WHAT NEEDS TO BE DONE - Each line below from the one containing "pixel 476 22" through the one containing "pixel 19 146" should be output exactly as it stands, and no other line should appear.

DATASET EXTRACT -
....................
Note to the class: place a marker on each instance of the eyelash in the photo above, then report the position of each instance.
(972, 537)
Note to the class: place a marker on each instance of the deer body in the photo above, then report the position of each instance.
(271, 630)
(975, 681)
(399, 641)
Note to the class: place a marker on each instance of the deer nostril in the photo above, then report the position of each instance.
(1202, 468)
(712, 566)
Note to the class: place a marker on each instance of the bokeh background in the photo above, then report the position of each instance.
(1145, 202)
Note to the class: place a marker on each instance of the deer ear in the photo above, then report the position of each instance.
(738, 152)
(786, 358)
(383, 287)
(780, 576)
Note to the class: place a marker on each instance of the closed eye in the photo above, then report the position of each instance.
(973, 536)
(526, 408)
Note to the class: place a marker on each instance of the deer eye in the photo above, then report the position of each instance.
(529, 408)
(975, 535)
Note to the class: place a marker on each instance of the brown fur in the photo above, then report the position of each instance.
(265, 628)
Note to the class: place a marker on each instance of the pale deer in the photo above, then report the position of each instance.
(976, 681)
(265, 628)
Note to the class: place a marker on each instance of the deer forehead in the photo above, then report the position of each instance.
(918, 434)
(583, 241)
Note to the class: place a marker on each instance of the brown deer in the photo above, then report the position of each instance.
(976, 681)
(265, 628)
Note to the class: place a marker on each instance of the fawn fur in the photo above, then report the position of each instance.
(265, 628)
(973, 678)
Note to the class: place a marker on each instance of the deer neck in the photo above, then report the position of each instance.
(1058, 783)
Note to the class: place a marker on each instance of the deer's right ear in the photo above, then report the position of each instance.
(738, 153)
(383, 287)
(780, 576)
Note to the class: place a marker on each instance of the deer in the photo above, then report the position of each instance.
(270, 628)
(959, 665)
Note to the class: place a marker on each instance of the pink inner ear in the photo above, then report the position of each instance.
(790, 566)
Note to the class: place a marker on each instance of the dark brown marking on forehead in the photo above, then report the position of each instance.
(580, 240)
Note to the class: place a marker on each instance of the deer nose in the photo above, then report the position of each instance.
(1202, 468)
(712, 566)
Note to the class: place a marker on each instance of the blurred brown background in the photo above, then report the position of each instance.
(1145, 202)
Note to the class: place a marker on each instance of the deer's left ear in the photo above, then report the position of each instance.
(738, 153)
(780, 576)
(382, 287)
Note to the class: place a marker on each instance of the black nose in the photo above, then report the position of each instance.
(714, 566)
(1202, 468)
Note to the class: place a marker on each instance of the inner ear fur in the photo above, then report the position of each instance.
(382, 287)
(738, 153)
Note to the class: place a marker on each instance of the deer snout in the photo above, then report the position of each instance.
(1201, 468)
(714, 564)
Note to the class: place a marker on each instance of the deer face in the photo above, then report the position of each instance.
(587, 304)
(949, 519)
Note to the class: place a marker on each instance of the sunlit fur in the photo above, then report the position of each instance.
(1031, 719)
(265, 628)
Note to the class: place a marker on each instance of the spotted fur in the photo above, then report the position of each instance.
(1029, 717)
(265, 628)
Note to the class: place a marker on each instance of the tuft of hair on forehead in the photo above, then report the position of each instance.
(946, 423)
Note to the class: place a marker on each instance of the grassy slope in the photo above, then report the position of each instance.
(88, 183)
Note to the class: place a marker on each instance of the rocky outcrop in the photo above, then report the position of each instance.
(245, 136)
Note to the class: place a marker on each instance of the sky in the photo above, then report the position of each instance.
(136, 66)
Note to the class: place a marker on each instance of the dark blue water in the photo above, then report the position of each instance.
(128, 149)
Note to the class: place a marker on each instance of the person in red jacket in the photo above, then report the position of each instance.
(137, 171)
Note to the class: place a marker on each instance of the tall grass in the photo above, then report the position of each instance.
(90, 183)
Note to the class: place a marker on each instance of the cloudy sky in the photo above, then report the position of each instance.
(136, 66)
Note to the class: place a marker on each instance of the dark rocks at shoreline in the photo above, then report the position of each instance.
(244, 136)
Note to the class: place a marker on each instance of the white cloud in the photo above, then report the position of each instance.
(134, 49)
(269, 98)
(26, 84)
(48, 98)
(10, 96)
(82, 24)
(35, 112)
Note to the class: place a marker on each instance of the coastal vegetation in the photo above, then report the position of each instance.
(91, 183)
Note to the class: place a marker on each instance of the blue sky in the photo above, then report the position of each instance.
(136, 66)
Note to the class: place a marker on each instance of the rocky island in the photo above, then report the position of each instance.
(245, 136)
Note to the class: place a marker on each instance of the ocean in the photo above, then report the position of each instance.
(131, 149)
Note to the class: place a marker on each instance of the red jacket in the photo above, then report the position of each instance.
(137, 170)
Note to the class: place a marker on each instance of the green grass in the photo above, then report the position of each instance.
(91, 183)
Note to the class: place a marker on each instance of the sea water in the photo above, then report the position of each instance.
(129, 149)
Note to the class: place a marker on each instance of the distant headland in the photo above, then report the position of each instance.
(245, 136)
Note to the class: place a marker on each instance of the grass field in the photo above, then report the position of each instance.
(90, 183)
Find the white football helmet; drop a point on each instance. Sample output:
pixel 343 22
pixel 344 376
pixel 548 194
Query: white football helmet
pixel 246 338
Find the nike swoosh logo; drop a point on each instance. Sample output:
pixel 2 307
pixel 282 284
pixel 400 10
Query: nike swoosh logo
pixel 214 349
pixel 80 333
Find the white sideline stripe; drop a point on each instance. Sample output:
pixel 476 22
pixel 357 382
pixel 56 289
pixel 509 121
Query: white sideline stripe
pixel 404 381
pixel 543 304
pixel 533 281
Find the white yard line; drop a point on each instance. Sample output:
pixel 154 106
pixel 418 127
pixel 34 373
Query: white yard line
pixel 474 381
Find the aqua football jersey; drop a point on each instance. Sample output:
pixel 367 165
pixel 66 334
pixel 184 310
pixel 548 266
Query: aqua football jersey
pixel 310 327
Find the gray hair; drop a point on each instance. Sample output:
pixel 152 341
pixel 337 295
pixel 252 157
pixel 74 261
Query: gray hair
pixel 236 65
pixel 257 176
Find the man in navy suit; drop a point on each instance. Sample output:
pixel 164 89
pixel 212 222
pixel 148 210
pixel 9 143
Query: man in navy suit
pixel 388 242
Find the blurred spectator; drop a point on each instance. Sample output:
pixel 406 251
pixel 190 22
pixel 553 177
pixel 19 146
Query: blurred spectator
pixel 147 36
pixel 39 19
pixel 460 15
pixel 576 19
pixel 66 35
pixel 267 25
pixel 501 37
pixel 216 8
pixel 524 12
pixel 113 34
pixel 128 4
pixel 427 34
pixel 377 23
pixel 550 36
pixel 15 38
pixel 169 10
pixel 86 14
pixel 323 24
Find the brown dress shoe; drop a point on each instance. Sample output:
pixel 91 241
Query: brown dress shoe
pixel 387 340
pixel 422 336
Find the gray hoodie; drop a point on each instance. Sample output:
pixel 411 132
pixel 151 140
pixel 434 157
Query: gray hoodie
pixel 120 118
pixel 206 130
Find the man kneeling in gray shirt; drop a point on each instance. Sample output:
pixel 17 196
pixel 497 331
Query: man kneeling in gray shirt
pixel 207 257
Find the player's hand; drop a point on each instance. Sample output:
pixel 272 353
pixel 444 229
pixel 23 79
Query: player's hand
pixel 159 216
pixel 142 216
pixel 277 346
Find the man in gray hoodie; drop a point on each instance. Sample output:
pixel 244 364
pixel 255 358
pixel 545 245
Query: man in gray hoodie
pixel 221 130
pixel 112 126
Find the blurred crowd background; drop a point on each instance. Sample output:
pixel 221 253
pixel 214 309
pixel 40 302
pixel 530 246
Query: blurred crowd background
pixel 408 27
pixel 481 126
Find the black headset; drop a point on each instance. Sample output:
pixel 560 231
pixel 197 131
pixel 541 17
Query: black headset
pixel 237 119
....................
WRITTEN ANSWER -
pixel 476 22
pixel 357 382
pixel 56 289
pixel 509 121
Query: white sideline stripe
pixel 404 381
pixel 543 304
pixel 533 281
Find the white yard line; drop a point on each instance. Sample output:
pixel 154 106
pixel 418 127
pixel 34 373
Query: white yard line
pixel 474 381
Find the aqua football jersey; drop a point on each instance. Sample output:
pixel 367 165
pixel 66 334
pixel 184 310
pixel 548 266
Query: aqua football jersey
pixel 310 327
Find the gray hair; drop a point on each instance. Sample output:
pixel 152 341
pixel 337 295
pixel 252 157
pixel 74 261
Query: gray hair
pixel 236 65
pixel 257 176
Find the man in navy suit; drop a point on each instance. Sample output:
pixel 164 89
pixel 212 222
pixel 148 210
pixel 9 143
Query: man in navy suit
pixel 388 242
Find the blurred spectator; drop a point on each instance. Sample output:
pixel 406 251
pixel 190 22
pixel 553 177
pixel 19 146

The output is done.